Prof. Felix (Phil) Castellano

Prof. Felix (Phil) Castellano
Wednesday May 23rd 

Triplet Energy Transfer Across Quantum Dot – Molecular Interfaces 


The generation and transfer of triplet excitons across semiconductor nanomaterial-molecular interfaces will play an important role in emerging photonic and optoelectronic technologies and understanding the rules that govern such phenomena is essential.1 The ability to cooperatively merge the photophysical properties of semiconductor quantum dots, with those of well-understood molecular chromophores is therefore paramount. CdSe semiconductor nanocrystals, selectively excited by green light, engage in interfacial Dexter-like triplet-triplet energy transfer with surface-anchored polyaromatic carboxylic acid acceptors, thereby extending its excited state lifetime by 6 orders-of-magnitude.2 Net triplet energy transfer also occurs from surface anchored molecular acceptors to freely diffusing molecular solutes, further extending the triplet exciton lifetime while sensitizing singlet oxygen in aerated solution. The successful translation of triplet excitons from semiconductor nanoparticles to bulk solution implies a general paradigm that such materials are effective surrogates for molecular triplets.

◆ Excerpted records:
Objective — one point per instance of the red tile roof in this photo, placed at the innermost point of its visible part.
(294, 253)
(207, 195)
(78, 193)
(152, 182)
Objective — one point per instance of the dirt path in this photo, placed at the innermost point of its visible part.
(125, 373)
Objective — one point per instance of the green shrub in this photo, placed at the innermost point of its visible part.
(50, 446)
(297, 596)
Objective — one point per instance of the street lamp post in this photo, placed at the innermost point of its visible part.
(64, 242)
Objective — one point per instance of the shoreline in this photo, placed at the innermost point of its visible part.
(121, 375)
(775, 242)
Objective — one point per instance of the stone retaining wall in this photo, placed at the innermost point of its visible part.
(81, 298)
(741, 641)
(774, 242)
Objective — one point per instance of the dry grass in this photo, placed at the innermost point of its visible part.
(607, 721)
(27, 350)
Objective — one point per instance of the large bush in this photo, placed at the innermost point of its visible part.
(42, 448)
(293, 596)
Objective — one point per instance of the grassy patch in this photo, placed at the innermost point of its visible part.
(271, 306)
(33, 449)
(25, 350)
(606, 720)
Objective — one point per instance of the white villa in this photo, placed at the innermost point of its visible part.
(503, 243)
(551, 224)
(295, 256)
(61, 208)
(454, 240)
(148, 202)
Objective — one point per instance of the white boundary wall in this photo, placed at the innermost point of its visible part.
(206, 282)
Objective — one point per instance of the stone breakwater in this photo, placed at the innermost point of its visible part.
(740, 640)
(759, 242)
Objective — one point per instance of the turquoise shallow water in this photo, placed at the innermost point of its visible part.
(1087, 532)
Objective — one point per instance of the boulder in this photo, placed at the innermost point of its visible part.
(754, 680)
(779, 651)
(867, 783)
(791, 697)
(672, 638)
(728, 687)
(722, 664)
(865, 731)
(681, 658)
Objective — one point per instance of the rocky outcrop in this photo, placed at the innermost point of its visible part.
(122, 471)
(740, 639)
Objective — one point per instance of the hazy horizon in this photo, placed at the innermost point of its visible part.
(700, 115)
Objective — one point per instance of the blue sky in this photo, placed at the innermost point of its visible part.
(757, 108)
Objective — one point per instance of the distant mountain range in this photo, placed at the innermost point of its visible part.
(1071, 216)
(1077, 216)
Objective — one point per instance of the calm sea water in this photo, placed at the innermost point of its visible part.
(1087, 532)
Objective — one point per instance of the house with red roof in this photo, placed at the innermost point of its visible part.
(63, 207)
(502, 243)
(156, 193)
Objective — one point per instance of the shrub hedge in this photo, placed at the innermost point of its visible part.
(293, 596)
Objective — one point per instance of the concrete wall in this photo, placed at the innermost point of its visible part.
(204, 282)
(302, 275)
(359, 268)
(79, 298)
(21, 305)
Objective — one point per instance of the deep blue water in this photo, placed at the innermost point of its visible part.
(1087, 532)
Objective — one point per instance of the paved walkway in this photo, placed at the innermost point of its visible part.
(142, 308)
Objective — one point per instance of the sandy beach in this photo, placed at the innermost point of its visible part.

◆ The task: In the abstract on triplet energy transfer, what color of light selectively excites the CdSe semiconductor nanocrystals?

◆ Answer section: Green light.